**What is expected**
Could you reproduce the lines below from the one with "target | grassy slope" through the one with "task | identify every instance of the rusty"? Keep both ends and add nothing.

**Input for this task**
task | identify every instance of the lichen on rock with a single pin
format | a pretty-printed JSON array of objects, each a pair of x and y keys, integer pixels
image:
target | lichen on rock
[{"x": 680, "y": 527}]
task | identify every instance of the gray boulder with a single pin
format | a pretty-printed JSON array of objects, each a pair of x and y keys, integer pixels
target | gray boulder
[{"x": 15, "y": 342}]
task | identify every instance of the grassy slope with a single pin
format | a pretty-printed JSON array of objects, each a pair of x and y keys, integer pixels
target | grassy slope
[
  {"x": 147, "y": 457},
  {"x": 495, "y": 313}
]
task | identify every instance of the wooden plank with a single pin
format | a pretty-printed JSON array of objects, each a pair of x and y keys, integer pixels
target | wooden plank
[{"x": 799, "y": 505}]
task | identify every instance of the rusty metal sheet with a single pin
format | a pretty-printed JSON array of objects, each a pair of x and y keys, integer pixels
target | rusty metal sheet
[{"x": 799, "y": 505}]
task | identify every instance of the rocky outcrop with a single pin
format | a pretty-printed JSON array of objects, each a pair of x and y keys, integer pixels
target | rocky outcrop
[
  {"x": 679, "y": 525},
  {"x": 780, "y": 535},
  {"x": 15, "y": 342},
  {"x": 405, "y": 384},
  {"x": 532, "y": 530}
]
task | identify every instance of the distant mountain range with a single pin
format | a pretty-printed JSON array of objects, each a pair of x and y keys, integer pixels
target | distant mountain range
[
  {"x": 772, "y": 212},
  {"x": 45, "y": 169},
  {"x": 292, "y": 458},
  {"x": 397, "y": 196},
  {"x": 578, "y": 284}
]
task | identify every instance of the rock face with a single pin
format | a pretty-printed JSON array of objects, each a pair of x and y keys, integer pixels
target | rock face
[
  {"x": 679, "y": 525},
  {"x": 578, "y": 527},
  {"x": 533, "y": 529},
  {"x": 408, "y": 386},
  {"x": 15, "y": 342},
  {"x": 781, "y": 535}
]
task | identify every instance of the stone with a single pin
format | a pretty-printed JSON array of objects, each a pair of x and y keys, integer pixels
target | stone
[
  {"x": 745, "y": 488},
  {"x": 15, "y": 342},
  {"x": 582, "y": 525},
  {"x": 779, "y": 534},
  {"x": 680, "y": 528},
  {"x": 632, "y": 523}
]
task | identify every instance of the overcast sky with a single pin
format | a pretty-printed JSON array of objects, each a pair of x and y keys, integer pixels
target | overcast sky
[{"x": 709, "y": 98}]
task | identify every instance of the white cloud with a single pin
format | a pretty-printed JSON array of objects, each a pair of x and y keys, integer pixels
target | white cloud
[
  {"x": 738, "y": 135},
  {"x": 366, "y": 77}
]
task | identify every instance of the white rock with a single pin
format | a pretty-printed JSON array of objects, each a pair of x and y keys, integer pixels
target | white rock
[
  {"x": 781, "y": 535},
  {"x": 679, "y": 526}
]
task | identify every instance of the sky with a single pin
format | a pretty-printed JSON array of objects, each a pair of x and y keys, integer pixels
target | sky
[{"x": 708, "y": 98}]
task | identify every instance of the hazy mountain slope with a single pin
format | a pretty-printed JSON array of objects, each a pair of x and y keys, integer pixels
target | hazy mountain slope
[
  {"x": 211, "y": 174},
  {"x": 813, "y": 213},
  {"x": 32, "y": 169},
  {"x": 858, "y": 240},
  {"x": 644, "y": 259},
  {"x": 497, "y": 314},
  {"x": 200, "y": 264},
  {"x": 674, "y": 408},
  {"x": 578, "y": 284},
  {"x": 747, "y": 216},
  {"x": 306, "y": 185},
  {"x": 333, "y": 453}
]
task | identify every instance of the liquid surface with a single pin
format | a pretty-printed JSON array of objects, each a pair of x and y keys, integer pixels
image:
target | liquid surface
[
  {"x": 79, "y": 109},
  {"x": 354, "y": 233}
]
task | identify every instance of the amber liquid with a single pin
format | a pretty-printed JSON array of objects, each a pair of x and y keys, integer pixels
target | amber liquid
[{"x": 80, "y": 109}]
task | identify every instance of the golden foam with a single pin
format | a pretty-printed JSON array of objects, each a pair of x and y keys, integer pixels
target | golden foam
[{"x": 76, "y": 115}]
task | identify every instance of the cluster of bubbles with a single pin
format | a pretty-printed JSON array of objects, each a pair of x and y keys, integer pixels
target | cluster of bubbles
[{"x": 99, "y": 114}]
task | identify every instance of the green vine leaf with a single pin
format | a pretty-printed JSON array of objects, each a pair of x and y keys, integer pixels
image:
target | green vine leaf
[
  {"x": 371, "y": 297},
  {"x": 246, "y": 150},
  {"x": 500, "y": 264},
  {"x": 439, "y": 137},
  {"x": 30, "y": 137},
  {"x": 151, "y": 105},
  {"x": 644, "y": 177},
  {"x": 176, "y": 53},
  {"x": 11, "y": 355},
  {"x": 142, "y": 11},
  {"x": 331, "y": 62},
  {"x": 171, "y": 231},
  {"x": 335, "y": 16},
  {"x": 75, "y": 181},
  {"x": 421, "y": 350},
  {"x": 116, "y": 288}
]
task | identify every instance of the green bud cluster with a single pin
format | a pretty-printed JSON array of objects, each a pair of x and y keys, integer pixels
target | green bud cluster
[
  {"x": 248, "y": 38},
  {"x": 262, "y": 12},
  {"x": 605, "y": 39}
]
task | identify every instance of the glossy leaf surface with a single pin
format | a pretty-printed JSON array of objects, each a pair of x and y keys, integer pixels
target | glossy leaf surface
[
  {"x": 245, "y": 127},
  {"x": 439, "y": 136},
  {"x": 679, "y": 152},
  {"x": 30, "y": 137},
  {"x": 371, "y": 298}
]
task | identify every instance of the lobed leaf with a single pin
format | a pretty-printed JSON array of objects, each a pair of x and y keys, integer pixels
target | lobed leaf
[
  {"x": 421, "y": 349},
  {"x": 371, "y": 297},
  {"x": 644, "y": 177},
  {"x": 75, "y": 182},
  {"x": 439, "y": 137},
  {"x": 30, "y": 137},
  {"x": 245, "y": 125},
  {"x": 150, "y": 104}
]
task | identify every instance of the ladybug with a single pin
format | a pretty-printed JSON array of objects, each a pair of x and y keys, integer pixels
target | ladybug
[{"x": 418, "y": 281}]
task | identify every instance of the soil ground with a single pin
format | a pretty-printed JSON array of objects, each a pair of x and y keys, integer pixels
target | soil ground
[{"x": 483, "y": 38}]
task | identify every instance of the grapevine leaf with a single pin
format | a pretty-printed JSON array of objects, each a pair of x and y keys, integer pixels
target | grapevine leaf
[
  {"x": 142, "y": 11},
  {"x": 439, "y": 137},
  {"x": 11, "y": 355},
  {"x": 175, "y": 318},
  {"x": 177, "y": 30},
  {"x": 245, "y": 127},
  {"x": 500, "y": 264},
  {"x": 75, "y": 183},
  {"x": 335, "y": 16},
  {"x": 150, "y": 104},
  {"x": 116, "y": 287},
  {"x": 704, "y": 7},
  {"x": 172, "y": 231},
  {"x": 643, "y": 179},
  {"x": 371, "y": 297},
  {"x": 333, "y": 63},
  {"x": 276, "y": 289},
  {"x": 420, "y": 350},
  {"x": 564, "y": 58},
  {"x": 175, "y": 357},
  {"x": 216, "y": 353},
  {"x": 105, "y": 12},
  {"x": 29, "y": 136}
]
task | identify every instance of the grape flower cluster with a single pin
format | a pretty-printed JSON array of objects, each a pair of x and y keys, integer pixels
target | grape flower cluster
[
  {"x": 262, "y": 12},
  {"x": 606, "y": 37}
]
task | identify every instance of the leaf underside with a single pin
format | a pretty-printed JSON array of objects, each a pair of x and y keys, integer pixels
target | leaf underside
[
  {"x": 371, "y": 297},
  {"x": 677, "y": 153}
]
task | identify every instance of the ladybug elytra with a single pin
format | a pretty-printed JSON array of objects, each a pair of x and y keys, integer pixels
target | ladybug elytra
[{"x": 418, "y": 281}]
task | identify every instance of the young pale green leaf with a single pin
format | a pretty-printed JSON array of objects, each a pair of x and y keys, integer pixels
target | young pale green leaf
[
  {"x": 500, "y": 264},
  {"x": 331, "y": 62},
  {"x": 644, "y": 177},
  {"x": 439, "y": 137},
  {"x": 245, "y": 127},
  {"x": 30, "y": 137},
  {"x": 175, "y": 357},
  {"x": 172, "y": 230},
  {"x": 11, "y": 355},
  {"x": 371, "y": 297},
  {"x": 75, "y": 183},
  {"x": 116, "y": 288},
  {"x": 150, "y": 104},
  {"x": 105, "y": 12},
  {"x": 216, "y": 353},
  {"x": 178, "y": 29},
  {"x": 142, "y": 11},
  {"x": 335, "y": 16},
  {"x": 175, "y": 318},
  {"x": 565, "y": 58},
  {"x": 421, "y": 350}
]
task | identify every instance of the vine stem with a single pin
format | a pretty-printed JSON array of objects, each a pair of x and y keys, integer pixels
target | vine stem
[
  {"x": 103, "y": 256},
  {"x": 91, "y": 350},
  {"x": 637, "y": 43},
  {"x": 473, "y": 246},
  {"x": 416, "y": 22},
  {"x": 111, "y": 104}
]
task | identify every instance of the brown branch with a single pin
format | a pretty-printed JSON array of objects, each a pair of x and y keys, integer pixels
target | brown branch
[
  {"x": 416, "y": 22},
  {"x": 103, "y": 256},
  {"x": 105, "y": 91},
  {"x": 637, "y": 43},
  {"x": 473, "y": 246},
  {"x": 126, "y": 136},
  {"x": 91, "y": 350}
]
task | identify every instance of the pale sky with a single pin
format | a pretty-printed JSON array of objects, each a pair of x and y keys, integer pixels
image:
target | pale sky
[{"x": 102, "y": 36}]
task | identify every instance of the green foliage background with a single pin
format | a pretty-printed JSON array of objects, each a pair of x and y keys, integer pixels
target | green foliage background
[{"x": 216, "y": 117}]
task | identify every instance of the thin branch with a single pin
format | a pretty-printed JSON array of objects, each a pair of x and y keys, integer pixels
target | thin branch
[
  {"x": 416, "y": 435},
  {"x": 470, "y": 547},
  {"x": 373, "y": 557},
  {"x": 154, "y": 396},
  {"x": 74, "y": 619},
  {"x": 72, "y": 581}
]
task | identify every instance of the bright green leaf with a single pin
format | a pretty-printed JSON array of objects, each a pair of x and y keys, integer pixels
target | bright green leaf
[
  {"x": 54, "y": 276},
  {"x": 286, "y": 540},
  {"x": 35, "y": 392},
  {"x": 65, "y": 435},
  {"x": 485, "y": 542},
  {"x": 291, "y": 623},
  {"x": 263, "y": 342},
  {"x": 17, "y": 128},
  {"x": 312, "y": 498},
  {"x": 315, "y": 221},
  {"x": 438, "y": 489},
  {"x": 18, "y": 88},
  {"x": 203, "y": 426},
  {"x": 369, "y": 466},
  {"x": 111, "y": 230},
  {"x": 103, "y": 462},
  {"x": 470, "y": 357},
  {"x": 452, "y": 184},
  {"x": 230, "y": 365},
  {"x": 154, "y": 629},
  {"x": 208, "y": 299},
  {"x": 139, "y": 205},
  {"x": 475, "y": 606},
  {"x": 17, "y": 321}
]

**Task result**
target | grassy slope
[
  {"x": 147, "y": 457},
  {"x": 495, "y": 313}
]
task | identify every instance of the wooden plank with a single pin
format | a pretty-printed JSON array of objects, each a pair of x and y keys, integer pixels
target | wooden plank
[{"x": 799, "y": 505}]
task | identify every instance of the rusty metal sheet with a single pin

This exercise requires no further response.